● **Document passage**:

§ §

YELENA KHANEVSKAYA
BIOGRAPHY
Yelena Khanevskaya was born and raised in Russia. Since childhood she was greatly interested in art and received her first art training in Children’s Art School in Novomoskovsk, Russia. After graduating from there and completing high school, Yelena was accepted into Oryol State Pedagogical University where she completed my Masters of Art Education degree. The artistic training in Russia followed academic traditions, and for 5 years she, with other students, was subjected to rigorous studies of drawing, painting, and sculpting techniques, beginning with plaster casts and inanimate objects, and continuing to the study of human skeletal and muscular structure, and culminating with human body. Compositional studies and Art History, as well as introduction to a number of folk art traditions, were also implemented throughout the years of study.
After graduation, Yelena worked as an artist on silk before moving to United States. It is here, in the United States, that Yelena started to paint and draw professionally. While working on honing her own artistic skills, she also taught children’s and adult group art classes. Yelena continues to offer private and small group instruction to local artists, as well as offering commissions, mainly in portraiture and landscape.
Over the years Yelena participated in a large number of local and regional group and juried art shows, such as Oregon Trail Days Art Show and Sale; as well as museum shows, such as the Western Spirit Art Show in Cheyenne, WY, Nebraskaland Days show at Prairie Arts Center, North Platte, NE, and Sprit show at MONA, NE. Besides these, Yelena had a number of solo exhibits over the years at West Nebraska Arts Center, Carnegie Arts Center, Norfolk Arts Center, Burkholder Project and others.
For the last couple of years, Yelena has been running Studio 7 – a working studio and gallery downtown Scottsbluff, NE, where she teaches a number of private students, workshops, and exhibits her art. Yelena is represented by several art galleries in the Midwest.
ARTIST STATEMENT: ONE HUNDRED WESTERN SKIES (Currently featured at Gallery 9)

§ §

● **Extracted data**:
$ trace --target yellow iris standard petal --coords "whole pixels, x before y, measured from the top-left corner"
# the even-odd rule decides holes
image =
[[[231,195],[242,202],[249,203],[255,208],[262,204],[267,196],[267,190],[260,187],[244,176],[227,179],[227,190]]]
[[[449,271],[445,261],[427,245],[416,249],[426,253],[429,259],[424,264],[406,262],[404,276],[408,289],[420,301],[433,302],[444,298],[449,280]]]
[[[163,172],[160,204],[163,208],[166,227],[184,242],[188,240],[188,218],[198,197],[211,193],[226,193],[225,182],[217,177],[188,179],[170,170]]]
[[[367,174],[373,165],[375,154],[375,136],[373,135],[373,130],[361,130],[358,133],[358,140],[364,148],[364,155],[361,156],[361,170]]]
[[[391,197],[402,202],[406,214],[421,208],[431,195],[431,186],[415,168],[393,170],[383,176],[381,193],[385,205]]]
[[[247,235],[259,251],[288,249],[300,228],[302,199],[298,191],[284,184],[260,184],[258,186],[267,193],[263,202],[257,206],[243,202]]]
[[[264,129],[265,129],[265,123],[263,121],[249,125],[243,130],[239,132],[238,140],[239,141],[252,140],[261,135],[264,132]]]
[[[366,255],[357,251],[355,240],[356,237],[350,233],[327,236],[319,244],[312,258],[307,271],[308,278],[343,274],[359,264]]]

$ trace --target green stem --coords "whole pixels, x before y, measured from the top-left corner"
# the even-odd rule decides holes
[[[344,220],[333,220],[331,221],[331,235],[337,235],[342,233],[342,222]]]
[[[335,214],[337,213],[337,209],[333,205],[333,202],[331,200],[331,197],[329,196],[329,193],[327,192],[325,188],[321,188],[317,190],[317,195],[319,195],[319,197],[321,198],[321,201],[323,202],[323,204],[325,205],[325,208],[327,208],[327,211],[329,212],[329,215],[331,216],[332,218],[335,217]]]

§ §

● **Problem**: Please extract the passage of the Yelena Khanevskaya biography from "Over the years Yelena" up to and including "in the Midwest.", copying it word for word.

● **Task solution**:
Over the years Yelena participated in a large number of local and regional group and juried art shows, such as Oregon Trail Days Art Show and Sale; as well as museum shows, such as the Western Spirit Art Show in Cheyenne, WY, Nebraskaland Days show at Prairie Arts Center, North Platte, NE, and Sprit show at MONA, NE. Besides these, Yelena had a number of solo exhibits over the years at West Nebraska Arts Center, Carnegie Arts Center, Norfolk Arts Center, Burkholder Project and others.
For the last couple of years, Yelena has been running Studio 7 – a working studio and gallery downtown Scottsbluff, NE, where she teaches a number of private students, workshops, and exhibits her art. Yelena is represented by several art galleries in the Midwest.